[Natural language region descriptions]
────
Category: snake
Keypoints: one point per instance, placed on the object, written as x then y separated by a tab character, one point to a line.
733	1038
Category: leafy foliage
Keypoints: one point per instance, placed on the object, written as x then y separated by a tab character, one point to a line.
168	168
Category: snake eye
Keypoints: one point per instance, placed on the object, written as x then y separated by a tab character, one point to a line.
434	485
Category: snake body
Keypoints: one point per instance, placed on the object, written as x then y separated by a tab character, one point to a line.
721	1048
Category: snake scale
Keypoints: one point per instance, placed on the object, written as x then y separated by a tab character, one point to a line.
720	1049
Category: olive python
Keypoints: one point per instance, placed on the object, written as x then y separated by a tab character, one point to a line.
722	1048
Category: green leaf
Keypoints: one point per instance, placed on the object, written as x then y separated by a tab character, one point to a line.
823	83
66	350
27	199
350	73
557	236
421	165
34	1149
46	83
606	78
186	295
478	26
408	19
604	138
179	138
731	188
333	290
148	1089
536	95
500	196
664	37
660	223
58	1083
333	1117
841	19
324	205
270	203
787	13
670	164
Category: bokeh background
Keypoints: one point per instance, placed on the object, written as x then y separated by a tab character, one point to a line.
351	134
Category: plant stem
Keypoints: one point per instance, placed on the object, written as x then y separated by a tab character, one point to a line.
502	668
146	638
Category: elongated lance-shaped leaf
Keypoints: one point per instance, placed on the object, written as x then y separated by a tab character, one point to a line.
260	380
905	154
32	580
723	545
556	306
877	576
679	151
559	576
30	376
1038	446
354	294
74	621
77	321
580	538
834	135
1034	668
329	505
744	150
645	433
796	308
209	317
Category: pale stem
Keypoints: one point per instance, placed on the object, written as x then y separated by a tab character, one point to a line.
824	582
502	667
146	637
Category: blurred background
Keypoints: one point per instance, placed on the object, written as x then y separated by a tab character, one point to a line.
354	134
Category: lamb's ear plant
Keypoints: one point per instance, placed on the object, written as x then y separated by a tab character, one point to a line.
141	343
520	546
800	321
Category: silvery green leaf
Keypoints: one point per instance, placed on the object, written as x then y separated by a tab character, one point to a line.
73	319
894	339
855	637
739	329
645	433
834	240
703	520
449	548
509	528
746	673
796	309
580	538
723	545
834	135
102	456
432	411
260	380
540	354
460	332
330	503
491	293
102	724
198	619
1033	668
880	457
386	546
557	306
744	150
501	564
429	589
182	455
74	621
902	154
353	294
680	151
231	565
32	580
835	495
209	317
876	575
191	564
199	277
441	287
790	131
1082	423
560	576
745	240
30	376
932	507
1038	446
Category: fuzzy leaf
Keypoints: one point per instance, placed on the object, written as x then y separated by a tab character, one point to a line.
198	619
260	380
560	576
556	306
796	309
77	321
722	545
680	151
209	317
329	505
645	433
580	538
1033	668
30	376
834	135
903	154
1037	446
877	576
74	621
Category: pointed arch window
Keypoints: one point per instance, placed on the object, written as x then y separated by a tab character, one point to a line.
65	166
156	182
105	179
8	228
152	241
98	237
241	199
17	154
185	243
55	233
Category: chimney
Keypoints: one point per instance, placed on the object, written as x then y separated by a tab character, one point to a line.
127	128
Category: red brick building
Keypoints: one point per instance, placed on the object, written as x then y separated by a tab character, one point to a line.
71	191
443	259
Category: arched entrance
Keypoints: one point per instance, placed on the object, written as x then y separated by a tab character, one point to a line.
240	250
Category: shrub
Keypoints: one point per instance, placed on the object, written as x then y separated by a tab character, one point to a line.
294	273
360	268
────
Work request>
If a line of the records above holds the word "stem", show it.

Result>
Category: plant stem
Category: pale stem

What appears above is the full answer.